++++ Исходный текст
Но этого не случилось, пронесло.
Немецкие "овчарки"
Это был особый контингент, - женщины-одиночки, мужья которых были на фронте. В нашем конце переулка было шесть домиков-хаток, мужчин - один наш дедушка, 1878 года рождения, все остальные - женщины, детей трое: я, моя сестренка и соседский мальчик. Четверо из женщин выживали благодаря немецким солдатам, которые приходили регулярно с небольшими пакетами, или же сами женщины к вечеру отправлялись на территорию нынешнего авиационного завода, где стояла какая-то немецкая часть. Никто из них ничего не скрывал, все делалось открыто.
Вечерами на лавочке у нашего домика были "посиделки" бабушек. Здесь же крутились и мы: было ужасно интересно слушать, о чем шла речь:
- А вот этот идет к Марусе-крашанке, а этот к Варьке...
- Ой, бабоньки, смотрите к Шурке Кучерявой новый пошел и т.д.
Почему это мне так врезалось в память, не знаю. Но что есть, то есть.
++++++++
++++ Зафиксированные данные
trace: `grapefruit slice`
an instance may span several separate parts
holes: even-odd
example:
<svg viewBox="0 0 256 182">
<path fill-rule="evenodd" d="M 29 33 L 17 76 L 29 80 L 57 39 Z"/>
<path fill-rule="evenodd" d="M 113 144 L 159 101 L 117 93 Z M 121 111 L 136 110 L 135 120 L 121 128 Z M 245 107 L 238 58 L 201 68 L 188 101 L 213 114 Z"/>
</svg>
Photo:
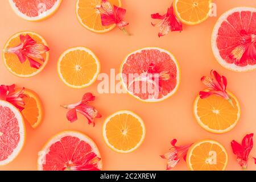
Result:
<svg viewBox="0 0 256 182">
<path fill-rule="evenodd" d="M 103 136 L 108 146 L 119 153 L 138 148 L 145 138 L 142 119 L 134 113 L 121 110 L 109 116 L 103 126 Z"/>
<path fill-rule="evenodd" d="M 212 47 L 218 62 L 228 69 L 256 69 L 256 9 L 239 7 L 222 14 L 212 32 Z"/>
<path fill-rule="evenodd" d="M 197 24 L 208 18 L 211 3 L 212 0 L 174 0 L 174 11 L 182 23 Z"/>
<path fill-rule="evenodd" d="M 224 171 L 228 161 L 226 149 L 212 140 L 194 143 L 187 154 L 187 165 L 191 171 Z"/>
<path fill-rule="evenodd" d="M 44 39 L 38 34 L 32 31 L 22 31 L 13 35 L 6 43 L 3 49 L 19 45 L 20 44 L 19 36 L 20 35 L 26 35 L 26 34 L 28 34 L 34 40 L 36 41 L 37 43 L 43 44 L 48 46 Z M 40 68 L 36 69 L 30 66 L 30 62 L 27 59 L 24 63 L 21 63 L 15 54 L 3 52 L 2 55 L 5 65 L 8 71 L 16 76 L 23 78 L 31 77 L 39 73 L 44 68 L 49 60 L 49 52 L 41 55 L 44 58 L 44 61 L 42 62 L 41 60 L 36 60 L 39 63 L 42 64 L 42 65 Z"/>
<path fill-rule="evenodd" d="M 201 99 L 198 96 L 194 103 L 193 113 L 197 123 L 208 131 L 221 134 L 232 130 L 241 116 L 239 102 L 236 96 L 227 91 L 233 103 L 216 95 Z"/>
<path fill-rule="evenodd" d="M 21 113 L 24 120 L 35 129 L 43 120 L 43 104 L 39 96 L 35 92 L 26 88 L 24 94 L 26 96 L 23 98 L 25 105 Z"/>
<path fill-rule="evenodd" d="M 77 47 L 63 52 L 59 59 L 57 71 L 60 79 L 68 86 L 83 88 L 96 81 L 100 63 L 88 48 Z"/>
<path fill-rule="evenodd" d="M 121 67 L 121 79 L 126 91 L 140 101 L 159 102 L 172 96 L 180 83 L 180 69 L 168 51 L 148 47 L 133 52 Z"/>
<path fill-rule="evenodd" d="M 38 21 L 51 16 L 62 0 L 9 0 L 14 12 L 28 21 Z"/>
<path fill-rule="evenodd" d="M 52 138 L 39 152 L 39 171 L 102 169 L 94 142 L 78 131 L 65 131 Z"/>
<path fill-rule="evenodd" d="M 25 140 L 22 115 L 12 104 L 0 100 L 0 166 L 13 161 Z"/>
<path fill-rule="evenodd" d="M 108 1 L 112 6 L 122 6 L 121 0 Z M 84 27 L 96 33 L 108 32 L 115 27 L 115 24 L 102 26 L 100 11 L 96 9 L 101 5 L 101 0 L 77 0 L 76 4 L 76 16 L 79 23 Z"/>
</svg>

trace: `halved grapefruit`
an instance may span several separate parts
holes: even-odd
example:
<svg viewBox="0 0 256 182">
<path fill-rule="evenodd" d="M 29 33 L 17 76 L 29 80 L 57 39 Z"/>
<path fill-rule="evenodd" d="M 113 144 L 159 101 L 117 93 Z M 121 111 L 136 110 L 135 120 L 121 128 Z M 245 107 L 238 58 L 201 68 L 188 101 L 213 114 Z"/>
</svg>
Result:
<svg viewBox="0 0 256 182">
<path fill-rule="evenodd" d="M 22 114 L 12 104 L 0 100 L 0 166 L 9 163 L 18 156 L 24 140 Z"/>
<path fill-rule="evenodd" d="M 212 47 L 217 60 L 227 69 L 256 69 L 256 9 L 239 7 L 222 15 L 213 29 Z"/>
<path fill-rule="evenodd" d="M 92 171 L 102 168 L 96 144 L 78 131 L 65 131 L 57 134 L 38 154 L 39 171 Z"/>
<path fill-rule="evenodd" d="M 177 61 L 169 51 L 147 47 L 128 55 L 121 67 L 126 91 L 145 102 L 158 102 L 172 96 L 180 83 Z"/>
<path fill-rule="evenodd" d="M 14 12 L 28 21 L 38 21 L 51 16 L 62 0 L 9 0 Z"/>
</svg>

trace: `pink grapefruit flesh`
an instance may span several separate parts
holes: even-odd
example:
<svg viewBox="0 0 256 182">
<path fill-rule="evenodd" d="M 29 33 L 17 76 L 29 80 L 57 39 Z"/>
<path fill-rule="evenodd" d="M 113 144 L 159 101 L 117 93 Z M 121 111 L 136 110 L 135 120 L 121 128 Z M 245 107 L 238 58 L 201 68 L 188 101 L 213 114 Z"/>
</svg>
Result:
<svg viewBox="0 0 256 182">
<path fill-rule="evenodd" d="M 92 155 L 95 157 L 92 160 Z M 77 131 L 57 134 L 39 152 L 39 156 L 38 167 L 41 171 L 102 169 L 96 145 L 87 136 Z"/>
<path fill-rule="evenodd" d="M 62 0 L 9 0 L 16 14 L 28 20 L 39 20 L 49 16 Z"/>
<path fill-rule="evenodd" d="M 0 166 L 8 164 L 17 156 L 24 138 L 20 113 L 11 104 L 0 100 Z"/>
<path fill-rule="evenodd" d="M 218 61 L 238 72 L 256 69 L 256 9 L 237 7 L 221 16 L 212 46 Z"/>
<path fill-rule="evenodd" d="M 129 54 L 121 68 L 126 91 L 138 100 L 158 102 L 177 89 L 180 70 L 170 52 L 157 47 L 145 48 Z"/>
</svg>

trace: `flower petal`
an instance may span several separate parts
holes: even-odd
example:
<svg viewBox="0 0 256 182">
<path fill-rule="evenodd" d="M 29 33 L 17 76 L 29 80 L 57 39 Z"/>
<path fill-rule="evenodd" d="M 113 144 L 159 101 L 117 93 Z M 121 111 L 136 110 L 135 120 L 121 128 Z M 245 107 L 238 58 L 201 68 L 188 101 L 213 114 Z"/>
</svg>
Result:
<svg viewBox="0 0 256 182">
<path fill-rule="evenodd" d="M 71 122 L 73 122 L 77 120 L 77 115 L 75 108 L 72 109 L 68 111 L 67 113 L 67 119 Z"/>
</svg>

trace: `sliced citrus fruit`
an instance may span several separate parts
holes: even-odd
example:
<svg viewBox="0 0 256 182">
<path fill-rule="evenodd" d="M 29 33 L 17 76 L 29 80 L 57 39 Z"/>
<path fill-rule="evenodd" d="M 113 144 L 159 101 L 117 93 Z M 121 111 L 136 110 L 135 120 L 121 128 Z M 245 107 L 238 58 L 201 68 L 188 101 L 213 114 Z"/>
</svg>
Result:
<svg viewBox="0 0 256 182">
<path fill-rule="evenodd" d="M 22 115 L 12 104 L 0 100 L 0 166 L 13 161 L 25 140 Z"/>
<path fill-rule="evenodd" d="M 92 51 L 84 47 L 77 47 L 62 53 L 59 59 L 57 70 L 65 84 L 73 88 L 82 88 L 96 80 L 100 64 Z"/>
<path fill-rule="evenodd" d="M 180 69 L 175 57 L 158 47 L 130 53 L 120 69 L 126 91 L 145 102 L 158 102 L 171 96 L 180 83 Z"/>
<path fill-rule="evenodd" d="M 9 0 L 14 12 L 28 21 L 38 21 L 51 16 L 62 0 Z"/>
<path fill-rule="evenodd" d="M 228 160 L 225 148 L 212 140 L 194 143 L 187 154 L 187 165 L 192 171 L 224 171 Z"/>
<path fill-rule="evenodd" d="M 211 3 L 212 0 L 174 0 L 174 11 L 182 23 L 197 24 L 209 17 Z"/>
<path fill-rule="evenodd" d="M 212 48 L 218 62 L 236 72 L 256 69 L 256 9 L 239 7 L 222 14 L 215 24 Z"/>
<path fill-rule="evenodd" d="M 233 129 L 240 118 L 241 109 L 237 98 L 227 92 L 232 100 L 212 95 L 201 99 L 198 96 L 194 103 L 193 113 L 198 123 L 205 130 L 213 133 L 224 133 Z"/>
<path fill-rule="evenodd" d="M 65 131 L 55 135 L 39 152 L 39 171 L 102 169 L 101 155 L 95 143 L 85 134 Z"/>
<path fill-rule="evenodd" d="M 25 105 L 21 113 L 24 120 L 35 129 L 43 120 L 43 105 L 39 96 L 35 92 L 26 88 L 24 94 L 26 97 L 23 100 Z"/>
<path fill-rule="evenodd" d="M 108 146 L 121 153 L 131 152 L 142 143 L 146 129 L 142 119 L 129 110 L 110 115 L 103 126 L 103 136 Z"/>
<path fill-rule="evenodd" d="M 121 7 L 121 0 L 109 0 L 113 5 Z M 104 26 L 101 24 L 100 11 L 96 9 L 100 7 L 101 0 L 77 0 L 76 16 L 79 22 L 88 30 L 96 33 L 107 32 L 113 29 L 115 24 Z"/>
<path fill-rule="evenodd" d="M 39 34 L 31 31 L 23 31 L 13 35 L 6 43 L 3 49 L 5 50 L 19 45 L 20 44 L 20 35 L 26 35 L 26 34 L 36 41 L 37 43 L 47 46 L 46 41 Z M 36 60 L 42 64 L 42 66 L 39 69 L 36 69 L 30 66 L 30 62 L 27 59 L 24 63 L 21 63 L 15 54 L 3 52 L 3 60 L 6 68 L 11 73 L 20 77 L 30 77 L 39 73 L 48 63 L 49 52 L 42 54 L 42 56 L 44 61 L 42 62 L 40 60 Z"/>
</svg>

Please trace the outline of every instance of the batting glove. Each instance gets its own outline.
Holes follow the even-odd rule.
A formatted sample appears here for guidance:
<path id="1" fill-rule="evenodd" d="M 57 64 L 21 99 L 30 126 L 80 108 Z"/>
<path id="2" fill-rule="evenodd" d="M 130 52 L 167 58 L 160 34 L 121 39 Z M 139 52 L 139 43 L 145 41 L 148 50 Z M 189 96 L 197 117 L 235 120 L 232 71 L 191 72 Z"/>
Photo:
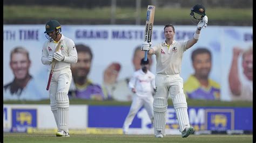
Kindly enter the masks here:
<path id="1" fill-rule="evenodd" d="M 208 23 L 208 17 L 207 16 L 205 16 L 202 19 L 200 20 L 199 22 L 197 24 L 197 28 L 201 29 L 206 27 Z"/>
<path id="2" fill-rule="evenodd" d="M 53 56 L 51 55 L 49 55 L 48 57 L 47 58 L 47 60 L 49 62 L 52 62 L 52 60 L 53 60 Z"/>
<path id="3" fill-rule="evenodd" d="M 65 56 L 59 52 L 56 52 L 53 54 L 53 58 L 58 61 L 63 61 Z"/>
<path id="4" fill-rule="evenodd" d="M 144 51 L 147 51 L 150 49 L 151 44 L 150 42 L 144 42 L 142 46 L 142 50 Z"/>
++++++++
++++ Зафиксированные данные
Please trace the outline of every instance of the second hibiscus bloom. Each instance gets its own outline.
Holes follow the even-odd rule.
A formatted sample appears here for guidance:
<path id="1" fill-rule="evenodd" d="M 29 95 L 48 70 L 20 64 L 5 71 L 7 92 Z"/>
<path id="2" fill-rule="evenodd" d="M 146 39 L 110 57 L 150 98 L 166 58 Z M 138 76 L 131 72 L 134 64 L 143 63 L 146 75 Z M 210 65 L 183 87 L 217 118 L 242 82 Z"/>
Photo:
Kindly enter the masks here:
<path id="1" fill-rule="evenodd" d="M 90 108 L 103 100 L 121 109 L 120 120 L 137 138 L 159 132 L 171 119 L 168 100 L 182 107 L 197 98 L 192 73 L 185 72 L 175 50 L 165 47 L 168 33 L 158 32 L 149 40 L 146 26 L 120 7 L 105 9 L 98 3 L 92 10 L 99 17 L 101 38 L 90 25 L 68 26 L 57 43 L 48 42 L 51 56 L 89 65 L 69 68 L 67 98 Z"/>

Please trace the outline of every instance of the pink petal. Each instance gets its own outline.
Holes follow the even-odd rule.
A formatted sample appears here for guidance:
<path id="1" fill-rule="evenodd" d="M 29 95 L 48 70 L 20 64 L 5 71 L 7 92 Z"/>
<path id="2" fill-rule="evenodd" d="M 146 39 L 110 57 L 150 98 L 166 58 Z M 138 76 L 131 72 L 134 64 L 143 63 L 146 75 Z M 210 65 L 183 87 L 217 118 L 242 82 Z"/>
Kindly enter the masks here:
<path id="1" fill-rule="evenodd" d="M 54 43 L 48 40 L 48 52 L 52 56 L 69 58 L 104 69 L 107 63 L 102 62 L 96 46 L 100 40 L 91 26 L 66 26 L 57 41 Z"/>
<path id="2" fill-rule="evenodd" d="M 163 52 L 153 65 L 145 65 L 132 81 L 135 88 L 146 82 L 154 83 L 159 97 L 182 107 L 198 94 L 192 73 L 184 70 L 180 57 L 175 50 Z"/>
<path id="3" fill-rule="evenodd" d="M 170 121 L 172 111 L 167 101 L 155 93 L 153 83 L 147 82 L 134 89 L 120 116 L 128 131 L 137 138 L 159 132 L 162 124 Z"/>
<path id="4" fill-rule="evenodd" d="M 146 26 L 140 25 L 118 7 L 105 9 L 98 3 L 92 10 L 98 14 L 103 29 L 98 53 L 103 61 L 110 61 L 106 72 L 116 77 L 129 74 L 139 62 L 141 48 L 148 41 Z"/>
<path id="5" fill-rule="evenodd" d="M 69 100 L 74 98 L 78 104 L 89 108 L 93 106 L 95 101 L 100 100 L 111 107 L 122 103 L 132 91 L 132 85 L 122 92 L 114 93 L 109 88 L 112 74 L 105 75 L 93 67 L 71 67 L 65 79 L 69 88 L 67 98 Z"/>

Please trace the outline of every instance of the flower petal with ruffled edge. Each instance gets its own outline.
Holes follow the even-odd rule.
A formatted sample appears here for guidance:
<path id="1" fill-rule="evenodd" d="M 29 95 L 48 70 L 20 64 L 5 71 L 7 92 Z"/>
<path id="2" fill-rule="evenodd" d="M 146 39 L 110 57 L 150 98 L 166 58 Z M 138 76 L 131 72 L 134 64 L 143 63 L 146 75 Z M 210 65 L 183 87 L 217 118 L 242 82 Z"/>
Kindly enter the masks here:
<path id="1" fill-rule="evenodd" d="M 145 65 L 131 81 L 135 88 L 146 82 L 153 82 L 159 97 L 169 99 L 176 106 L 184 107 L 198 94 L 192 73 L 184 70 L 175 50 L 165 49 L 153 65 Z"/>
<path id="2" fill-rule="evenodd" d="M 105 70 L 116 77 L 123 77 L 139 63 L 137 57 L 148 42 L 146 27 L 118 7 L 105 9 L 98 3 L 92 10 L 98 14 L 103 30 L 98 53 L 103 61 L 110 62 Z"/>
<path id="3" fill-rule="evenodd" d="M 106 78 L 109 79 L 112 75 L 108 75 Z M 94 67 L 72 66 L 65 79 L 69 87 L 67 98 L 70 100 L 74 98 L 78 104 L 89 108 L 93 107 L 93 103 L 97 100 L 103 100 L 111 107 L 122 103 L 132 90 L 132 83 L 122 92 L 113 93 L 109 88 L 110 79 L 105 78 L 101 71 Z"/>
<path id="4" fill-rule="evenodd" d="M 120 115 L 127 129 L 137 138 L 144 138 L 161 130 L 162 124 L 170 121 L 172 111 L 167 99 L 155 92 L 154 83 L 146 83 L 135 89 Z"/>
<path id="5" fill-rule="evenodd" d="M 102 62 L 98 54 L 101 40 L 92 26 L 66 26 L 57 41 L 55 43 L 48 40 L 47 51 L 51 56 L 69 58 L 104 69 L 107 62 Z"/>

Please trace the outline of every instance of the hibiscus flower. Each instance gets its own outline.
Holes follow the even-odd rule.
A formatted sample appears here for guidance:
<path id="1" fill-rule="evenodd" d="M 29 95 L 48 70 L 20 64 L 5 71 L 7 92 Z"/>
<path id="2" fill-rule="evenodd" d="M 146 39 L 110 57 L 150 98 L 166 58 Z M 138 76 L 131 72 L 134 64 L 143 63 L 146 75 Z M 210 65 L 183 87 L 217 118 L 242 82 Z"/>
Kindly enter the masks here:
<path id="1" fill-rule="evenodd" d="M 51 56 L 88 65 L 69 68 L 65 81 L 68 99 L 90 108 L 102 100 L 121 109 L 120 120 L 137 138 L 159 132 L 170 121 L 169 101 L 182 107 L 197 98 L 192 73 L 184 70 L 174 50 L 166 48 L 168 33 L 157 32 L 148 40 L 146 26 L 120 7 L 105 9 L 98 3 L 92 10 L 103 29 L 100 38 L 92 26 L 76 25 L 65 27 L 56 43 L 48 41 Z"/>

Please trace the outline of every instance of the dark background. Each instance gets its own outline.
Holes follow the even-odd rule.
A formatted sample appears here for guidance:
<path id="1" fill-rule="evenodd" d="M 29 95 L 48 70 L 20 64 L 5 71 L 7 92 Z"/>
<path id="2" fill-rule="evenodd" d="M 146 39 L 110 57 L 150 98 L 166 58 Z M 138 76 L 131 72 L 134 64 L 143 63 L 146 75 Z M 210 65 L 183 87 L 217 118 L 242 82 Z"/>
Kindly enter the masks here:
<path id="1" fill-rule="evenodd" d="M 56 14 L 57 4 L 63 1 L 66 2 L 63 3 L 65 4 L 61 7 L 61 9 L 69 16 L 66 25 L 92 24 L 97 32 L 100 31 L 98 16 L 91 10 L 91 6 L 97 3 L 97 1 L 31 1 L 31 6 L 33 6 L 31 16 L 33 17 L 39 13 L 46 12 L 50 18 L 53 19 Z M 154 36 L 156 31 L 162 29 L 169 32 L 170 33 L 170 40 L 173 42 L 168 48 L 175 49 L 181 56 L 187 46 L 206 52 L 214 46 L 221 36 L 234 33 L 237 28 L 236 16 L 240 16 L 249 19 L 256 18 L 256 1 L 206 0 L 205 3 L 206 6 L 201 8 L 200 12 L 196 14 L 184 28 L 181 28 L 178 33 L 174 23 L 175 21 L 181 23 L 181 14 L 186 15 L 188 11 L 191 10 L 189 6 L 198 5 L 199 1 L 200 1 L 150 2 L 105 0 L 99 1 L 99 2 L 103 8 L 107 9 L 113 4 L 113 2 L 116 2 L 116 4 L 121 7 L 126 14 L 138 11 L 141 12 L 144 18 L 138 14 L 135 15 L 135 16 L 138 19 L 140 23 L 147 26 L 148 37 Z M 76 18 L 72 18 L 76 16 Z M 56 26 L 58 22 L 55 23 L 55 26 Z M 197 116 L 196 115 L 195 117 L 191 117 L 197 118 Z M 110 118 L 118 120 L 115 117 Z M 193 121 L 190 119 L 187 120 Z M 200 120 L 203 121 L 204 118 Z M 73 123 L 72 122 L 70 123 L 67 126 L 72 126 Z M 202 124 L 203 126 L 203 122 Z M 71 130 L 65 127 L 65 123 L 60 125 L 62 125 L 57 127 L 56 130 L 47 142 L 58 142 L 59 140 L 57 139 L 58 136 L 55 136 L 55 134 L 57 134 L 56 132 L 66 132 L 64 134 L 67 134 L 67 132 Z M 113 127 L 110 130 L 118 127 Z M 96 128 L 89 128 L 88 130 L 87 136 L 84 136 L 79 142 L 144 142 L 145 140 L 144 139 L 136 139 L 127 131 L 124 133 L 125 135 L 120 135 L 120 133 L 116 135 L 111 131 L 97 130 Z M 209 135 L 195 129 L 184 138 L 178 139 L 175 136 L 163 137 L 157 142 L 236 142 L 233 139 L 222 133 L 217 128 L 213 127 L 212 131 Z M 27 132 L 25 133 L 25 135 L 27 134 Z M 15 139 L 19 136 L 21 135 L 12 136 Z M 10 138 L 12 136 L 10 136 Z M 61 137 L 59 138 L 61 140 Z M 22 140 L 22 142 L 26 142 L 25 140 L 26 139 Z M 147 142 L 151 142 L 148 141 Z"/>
++++++++
++++ Зафиксированные данные
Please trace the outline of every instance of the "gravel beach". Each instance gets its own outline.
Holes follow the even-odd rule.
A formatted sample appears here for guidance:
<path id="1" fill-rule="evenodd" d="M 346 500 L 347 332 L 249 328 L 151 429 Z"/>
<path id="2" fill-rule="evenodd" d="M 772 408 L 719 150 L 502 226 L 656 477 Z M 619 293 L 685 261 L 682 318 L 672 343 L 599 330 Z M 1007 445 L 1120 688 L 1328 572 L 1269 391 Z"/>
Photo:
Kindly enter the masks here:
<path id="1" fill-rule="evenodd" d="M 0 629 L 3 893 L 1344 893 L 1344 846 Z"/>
++++++++
Установите, соответствуют ли исходному тексту следующие утверждения: 1. В конце переулка было трое детей. 2. Женщины скрывали свои связи с немецкими солдатами. 3. Немецкая часть располагалась на территории нынешнего авиационного завода. Для каждого утверждения ответьте «да» или «нет» и приведите точную цитату из текста, которая это подтверждает.

__Результат__
1. Да: «детей трое: я, моя сестренка и соседский мальчик».
2. Нет: «Никто из них ничего не скрывал, все делалось открыто».
3. Да: «на территорию нынешнего авиационного завода, где стояла какая-то немецкая часть».